### Task description
Once the line containing "Where can the rosemary sprig" has been written out, stop; until then, restate each line of the entries below word for word from the first.

(Entries taken from a collection)

───

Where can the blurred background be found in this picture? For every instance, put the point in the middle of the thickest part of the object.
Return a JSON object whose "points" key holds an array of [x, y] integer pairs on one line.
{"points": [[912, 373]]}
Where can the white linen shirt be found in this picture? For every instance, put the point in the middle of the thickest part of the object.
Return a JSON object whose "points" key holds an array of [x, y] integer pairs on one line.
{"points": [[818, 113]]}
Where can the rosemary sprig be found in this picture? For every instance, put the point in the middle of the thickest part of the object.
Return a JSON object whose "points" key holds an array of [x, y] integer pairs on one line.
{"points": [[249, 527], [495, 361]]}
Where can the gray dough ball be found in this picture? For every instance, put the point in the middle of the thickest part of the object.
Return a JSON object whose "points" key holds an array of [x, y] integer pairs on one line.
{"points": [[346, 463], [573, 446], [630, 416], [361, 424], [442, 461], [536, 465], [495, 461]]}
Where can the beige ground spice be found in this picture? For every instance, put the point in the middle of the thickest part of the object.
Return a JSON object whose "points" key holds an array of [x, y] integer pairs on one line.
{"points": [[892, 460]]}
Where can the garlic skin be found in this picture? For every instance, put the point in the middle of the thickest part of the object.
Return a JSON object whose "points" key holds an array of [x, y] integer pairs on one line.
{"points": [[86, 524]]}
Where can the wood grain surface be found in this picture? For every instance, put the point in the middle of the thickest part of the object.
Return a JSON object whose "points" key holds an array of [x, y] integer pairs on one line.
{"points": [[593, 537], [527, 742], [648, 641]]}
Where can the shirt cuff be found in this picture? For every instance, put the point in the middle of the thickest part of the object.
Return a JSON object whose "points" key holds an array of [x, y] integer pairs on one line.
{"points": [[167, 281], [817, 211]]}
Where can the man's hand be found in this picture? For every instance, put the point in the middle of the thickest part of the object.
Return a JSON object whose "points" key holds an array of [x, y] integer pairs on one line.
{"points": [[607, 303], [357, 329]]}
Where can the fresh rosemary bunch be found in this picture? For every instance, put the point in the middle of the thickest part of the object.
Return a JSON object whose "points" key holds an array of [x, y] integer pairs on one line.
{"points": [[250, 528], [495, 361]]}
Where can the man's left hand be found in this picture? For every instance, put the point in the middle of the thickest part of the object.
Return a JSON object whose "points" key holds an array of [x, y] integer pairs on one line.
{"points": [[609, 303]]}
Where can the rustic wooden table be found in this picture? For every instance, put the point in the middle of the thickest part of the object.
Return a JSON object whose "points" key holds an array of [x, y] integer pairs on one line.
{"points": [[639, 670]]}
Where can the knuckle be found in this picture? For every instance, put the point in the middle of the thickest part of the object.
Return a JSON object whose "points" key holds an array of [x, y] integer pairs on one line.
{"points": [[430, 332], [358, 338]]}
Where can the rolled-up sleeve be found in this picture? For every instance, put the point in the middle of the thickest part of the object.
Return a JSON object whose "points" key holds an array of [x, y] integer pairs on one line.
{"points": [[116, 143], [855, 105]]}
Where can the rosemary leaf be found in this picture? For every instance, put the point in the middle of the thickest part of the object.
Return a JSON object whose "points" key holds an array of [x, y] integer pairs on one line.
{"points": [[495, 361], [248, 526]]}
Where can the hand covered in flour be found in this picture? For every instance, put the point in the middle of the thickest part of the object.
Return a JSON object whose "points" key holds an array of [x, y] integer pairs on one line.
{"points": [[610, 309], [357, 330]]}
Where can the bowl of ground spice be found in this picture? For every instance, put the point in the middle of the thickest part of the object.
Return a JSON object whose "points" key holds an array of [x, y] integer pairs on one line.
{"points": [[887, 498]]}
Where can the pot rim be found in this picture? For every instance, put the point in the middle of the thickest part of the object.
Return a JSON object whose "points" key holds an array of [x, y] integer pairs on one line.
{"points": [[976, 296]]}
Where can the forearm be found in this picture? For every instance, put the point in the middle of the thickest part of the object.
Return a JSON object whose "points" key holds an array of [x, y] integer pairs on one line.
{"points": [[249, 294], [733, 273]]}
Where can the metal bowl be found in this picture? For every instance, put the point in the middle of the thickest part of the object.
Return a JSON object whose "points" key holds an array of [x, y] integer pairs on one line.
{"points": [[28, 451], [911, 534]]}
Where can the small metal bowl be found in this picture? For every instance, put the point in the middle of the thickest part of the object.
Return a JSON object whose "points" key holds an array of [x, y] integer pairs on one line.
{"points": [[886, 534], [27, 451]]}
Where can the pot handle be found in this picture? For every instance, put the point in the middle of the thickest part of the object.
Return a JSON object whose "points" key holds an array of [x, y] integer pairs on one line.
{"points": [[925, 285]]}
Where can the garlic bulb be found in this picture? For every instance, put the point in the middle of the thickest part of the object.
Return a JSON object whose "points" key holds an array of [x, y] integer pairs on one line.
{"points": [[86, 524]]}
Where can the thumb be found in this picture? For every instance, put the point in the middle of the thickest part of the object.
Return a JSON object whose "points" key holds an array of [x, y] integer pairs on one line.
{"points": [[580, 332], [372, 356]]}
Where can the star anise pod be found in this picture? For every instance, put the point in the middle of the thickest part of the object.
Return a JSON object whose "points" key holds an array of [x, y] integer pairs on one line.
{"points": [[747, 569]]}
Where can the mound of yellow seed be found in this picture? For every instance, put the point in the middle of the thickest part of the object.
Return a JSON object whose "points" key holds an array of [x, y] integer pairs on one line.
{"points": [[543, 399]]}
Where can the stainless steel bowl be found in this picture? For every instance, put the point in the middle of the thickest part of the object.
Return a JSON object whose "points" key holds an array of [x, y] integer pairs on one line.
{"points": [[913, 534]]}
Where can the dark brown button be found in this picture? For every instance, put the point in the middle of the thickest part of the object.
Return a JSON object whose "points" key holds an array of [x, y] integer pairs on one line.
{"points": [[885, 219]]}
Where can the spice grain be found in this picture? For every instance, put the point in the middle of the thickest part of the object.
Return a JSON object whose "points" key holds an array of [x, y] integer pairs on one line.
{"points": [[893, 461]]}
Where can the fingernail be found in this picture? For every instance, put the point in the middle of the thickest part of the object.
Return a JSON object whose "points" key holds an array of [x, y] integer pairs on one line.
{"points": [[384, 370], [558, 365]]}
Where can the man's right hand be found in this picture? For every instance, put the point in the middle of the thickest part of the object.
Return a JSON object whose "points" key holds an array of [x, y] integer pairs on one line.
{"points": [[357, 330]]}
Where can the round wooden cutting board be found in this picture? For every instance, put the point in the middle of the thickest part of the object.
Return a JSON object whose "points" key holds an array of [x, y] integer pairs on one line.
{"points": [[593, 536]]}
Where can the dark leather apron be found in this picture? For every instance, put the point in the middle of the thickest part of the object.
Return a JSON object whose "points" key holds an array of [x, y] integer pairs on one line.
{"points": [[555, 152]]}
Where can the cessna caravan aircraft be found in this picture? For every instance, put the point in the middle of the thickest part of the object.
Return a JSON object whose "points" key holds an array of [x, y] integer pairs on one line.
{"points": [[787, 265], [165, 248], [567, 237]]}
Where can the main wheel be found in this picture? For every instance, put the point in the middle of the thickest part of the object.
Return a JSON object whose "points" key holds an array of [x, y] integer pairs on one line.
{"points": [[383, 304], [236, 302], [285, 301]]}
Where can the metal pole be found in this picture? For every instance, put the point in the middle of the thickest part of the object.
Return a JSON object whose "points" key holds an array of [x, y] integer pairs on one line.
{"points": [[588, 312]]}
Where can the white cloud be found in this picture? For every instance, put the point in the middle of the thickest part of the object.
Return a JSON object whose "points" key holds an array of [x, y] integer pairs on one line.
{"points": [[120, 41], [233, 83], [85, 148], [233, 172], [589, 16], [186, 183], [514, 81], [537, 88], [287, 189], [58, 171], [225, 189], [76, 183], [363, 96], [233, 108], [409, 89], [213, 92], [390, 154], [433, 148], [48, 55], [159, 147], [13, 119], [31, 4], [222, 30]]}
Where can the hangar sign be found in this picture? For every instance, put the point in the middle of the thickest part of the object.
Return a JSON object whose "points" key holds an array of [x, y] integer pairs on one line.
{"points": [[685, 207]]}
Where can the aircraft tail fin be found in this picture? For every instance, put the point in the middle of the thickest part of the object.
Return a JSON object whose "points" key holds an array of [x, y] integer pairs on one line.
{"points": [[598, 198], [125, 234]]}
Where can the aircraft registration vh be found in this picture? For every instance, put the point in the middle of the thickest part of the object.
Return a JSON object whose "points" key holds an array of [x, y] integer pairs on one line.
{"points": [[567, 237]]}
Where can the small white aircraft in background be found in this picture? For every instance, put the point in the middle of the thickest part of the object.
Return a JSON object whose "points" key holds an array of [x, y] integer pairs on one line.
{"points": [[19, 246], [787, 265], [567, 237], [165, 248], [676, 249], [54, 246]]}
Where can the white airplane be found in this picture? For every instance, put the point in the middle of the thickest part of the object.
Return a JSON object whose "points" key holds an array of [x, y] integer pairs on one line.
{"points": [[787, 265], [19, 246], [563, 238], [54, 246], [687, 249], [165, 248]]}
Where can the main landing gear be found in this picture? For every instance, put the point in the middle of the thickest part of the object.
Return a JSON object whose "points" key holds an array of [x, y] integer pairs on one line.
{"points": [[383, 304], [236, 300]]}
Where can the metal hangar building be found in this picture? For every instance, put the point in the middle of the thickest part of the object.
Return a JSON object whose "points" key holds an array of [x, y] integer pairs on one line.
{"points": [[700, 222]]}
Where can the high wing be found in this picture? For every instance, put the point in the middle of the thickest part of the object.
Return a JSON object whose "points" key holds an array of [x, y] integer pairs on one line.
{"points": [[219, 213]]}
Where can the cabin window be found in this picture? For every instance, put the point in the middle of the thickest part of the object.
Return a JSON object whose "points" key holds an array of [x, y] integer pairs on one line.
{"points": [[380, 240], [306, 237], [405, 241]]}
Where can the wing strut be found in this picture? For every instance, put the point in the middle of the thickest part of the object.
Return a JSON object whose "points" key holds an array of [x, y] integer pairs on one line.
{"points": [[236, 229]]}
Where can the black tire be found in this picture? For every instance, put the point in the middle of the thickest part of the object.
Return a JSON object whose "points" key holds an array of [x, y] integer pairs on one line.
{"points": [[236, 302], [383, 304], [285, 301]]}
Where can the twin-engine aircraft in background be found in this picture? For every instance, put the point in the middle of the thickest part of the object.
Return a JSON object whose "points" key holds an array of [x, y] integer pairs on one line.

───

### Written solution
Where can the blurred background be found in this picture? For every instance, put the point in the middle of the thickest part of the object.
Return a JSON object whose "points" key holds an array of [x, y] integer pairs on one line.
{"points": [[912, 373]]}
Where can the white linen shirt be found in this picture? For every instance, put the point in the middle of the thickest part of the object.
Return a JSON object whose "points" key holds an array of [x, y] integer pairs on one line.
{"points": [[818, 113]]}
Where can the rosemary sprig be found in this picture? For every instance, put the point in the middle of the thickest part of the object.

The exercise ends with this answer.